BRIEF DESCRIPTION OF THE DRAWINGS

[0020] FIG. 1 shows an exemplary embodiment of a reconfigurable data processing unit.

[0021] FIG. 2 shows an exemplary embodiment of a reconfigurable cell.

[0022] FIG. 3 shows an exemplary embodiment in accordance with the present invention.

[0023] FIG. 4a shows another view of the exemplary embodiment shown in FIG. 3.

[0024] FIG. 4b shows an exemplary mapping of the floating decimal point data formats on the fixed point formats of the ALU-PAEs.

[0025] FIG. 4c shows an exemplary embodiment of the linking of different error states (events) in a floating decimal point arithmetic unit.

[0026] FIG. 5 shows an exemplary embodiment of an architecture, in which the 16-bit XPP-III architecture of the applicant was expanded to 32 bits with MID capability.

[0027] FIG. 6 shows an exemplary embodiment of a BPU in accordance with the present invention.

[0028] FIG. 7 shows an exemplary embodiment of integration of the BPU in accordance with the present invention according to FIG. 6 into the VPU architecture of the applicant.

DETAILED DESCRIPTION

[0029] FIG. 3 shows an exemplary embodiment in accordance with the present invention, which is composed here of the 4 ALU-PAEs (ALU-PAE1, . . . , ALU-PAE4), where each ALU-PAE is constructed for its part from FREG, BREG, and CORE ({FREG1, BREG1, CORE1}, {FREG2, BREG2, CORE2}, . . . ). In this exemplary embodiment, the individual data words are 16 bits wide, consequently 16-bit busses are involved and the operands and results of the FREGs, BREGs and COREs are 16 bit or multiplication results 32 bit. (It is not taken into consideration here for the purposes of the present disclosure that the data bus is wider than the data words can be in order, for example, to also be able to transmit synchronization signals and information and trigger signals and information, etc. The fact that, for the rest, a separate synchronization network or lines and/or trigger network or lines may be provided and/or a circuit arrangement for the construction, e.g., reconfigurable construction of the same, is mentioned). Let w be the width of a floating decimal point (for example, 16 bits) that can be calculated in an ALU-PAE. Let p be the width of a floating decimal unit to be implemented (e.g., p=32 for single precision, p=64 for double precision).

[0030] ALU-PAEs may typically have at least two operand inputs A and B. However, the width of the inputs typically does not necessarily correspond to the width of the calculatable floating decimal point numbers.

[0031] Several ALU-PAEs may be combined in such a manner to a new hierarchy (box) that the sum of the width of their A.sub.fix, and B.sub.fix operand inputs corresponds to the required width of an operand A.sub.float and B.sub.float of the floating decimal point unit. In other words, the following is true:

n=width(A.sub.float)/width(A.sub.int), and thus, width(A.sub.float)=.SIGMA.width(A.sub.int[0..n]), and n=p/w, and thus, p=.SIGMA.w[0..n].

[0032] Now, a floating decimal point arithmetic unit with the width A.sub.float=p may be implemented in the new hierarchy (box). This may provide the following advantages:

1. The resources of a floating decimal point arithmetic unit may be distributed over n fixed decimal point arithmetic units (ALU-PAEs). Since in typical applications fewer floating decimal point operations are required than fixed decimal point operations, this may result in an extremely ideal ratio with optimal resource usage. 2. The fixed point number network implemented for the use of the fixed decimal point units (ALU-PAEs) may be used unchanged for floating decimal point numbers in that several of the fixed decimal point network connections are bundled to a floating decimal point connection.

Task instructions:
**A.** Translate this sentence from the patent excerpt into Spanish: "ALU-PAEs may typically have at least two operand inputs A and B."
**B.** Rewrite the patent excerpt starting with "[0020] FIG. 1" and going on through "shown in FIG. 3.", swapping "exemplary embodiment" for "illustrative embodiment" each time it occurs.

Dataset entries:
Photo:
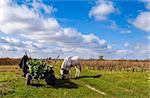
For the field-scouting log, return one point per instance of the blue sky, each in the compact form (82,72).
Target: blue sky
(87,28)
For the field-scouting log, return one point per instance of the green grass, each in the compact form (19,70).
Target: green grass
(114,84)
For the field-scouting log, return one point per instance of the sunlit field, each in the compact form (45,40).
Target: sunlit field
(94,82)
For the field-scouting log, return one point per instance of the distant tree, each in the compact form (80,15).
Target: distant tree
(101,57)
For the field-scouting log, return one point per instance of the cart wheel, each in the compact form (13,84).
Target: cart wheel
(28,79)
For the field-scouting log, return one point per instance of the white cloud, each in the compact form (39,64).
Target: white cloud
(102,10)
(38,33)
(125,31)
(142,21)
(126,44)
(147,37)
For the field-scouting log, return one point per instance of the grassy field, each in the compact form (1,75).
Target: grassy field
(91,84)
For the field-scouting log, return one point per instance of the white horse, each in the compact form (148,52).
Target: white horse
(67,64)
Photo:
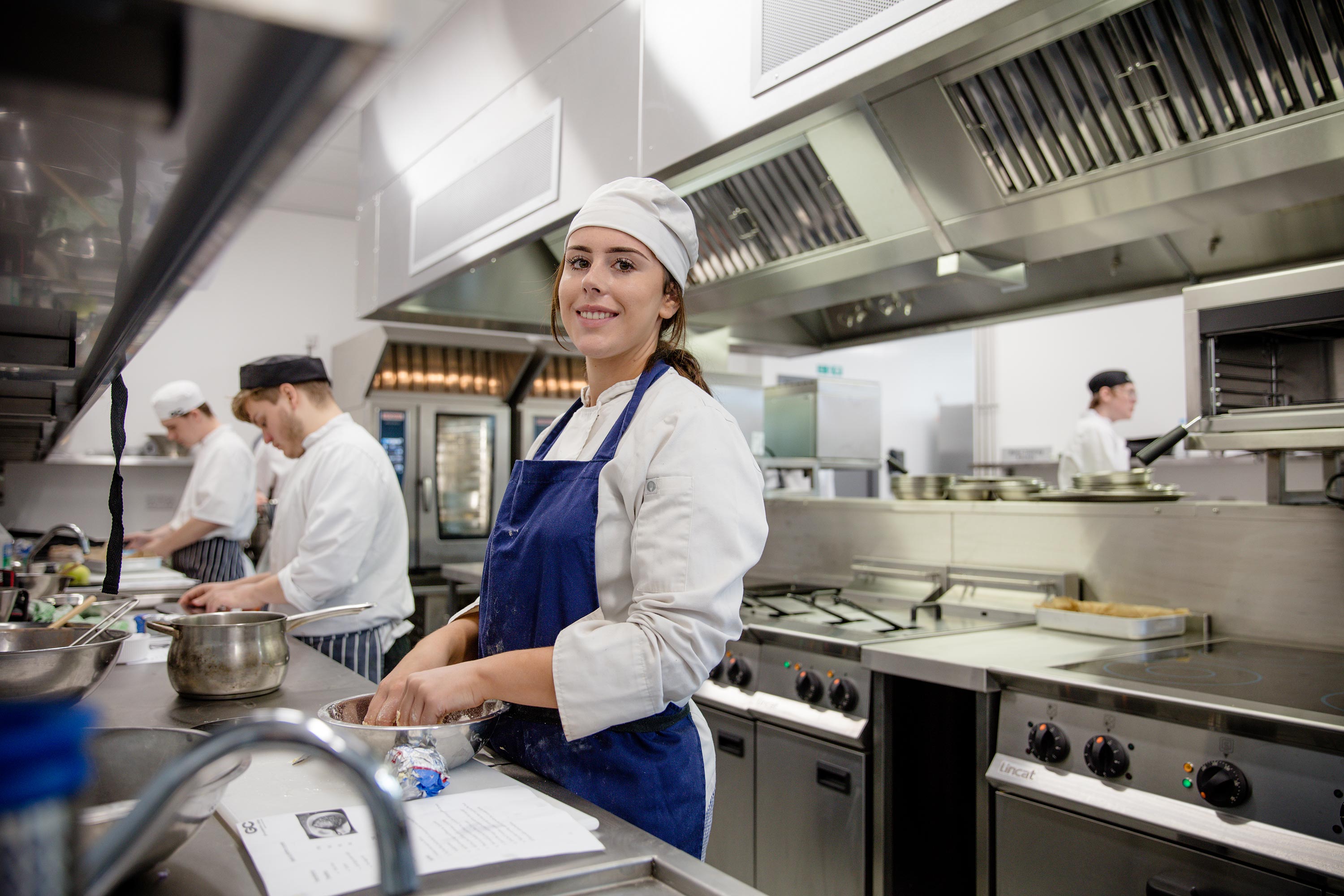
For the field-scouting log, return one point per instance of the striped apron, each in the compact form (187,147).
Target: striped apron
(361,652)
(211,560)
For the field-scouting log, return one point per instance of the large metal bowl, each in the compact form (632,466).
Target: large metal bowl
(125,761)
(38,663)
(456,742)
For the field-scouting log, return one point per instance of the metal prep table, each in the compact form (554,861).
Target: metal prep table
(214,864)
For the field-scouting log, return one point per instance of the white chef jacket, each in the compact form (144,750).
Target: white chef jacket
(1094,448)
(220,488)
(272,469)
(340,535)
(670,559)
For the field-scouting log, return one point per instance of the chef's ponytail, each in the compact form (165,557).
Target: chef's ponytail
(671,349)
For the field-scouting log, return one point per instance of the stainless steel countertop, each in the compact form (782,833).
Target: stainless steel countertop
(214,864)
(965,660)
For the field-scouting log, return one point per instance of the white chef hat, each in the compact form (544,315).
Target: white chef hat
(177,398)
(651,213)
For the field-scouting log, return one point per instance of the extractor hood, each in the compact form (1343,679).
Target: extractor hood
(135,136)
(1121,152)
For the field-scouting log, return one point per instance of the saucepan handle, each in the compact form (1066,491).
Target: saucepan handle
(304,618)
(1164,444)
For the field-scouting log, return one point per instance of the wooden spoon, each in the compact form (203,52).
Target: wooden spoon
(73,613)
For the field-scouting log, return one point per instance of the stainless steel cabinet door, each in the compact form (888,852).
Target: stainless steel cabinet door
(1039,849)
(812,827)
(733,836)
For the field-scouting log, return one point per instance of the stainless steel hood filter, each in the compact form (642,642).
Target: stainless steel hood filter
(1167,74)
(776,210)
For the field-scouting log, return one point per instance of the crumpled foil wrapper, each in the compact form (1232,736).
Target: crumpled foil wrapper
(420,770)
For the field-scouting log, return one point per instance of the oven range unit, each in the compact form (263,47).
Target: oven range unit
(795,714)
(1214,767)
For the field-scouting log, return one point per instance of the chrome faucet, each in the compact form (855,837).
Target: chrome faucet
(116,853)
(53,532)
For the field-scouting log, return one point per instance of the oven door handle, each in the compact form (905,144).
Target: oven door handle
(1172,884)
(733,745)
(832,777)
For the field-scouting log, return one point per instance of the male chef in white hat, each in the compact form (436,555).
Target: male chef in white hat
(340,532)
(215,515)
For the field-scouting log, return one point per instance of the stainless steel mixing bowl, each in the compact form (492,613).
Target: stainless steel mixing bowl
(456,742)
(38,663)
(124,762)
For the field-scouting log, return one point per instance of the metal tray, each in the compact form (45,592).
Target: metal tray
(1119,496)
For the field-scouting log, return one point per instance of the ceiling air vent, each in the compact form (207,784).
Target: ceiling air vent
(1163,76)
(793,35)
(776,210)
(508,185)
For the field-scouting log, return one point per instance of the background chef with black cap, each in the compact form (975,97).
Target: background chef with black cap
(340,530)
(215,515)
(1096,447)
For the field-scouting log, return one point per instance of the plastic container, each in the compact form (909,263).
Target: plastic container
(45,746)
(1125,628)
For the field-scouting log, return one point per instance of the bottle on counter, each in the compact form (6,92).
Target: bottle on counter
(46,765)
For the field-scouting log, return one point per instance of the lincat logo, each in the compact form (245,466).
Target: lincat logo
(1017,771)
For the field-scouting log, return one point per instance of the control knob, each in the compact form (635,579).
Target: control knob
(740,673)
(1222,784)
(843,695)
(808,684)
(1107,757)
(1047,743)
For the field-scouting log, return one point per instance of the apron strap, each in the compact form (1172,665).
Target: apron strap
(556,431)
(647,726)
(613,439)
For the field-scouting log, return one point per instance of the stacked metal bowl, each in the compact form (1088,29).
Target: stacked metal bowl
(921,488)
(1119,485)
(965,488)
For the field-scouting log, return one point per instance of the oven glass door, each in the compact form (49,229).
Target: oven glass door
(464,474)
(1039,849)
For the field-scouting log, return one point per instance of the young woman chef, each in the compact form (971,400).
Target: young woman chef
(615,571)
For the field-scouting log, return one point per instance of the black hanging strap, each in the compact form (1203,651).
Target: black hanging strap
(112,578)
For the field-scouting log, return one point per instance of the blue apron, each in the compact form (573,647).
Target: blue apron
(539,578)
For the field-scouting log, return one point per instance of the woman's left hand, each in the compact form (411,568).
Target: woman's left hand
(431,695)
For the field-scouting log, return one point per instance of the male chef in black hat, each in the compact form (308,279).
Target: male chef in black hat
(340,532)
(1096,447)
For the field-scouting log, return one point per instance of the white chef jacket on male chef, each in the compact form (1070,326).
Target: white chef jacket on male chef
(220,488)
(340,535)
(1094,448)
(670,558)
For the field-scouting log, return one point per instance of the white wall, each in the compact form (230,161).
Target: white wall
(285,280)
(917,375)
(1042,367)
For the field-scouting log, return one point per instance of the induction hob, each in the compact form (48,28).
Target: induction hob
(1303,679)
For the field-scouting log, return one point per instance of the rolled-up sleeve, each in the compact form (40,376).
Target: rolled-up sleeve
(339,532)
(698,527)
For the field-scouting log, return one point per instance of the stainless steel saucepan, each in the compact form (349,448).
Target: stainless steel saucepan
(226,656)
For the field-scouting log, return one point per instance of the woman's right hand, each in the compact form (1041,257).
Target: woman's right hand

Answers in order:
**A.** Las ALU-PAE pueden tener normalmente al menos dos entradas de operandos, A y B.

**B.**
[0020] FIG. 1 shows an illustrative embodiment of a reconfigurable data processing unit.

[0021] FIG. 2 shows an illustrative embodiment of a reconfigurable cell.

[0022] FIG. 3 shows an illustrative embodiment in accordance with the present invention.

[0023] FIG. 4a shows another view of the illustrative embodiment shown in FIG. 3.